Task instructions
Quote, word for word, everything in the records below from the line containing "Return one point per instance of the apartment" down to the end of the records.

--- Begin Dataset records ---

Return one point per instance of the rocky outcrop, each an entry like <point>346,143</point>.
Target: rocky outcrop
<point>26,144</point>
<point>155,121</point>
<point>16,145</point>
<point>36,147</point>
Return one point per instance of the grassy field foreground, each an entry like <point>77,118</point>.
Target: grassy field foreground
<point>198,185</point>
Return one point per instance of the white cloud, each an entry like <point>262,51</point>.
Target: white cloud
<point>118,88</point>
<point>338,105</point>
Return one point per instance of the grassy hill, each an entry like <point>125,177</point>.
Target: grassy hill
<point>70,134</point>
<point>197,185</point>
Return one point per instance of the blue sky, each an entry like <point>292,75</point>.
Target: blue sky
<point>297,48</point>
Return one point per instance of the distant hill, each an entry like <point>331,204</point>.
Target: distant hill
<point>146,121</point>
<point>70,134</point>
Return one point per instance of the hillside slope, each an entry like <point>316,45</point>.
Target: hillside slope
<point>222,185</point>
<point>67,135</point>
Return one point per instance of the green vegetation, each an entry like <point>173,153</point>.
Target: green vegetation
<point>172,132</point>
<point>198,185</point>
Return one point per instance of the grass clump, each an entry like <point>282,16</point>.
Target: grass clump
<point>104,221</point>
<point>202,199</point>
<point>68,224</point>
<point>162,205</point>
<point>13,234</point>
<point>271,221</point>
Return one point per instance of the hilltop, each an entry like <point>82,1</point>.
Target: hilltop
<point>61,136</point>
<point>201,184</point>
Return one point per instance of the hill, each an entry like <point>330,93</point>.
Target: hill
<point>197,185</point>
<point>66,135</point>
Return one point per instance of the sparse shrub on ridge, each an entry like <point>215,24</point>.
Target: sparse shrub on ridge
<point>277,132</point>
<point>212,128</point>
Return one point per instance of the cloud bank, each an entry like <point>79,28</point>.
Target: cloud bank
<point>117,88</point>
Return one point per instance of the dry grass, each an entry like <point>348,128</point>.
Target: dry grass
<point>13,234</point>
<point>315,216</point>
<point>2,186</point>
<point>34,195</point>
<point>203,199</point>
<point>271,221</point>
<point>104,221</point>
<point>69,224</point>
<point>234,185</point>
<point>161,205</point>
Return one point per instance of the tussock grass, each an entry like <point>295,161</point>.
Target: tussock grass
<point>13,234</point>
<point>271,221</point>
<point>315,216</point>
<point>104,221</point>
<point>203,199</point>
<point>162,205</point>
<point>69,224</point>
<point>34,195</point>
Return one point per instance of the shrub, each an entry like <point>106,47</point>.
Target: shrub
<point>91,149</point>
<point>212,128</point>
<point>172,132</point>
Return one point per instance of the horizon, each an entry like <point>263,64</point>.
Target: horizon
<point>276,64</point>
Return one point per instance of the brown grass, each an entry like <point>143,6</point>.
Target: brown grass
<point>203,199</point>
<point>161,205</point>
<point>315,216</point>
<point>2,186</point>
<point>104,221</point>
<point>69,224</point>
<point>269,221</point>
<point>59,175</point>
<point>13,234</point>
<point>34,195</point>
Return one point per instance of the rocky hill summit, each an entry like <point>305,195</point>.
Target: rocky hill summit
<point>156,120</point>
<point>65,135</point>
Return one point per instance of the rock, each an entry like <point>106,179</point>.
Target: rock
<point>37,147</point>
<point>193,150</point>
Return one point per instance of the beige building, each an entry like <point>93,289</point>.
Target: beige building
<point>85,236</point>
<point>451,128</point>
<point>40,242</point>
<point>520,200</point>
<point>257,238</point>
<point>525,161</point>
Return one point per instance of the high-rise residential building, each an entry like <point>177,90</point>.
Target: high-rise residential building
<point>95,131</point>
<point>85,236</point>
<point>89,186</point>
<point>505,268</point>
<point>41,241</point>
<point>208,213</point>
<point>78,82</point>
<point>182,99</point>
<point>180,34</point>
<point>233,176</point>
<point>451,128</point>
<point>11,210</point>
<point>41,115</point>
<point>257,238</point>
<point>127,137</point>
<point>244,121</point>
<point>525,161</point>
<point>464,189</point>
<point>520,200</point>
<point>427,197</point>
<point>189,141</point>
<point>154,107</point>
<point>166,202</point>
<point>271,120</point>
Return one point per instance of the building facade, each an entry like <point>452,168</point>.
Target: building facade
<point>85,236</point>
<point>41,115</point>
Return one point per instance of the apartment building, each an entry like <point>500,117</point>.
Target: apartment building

--- End Dataset records ---

Final result
Return one point per instance of the apartment building, each an entry like <point>500,117</point>.
Target: apartment building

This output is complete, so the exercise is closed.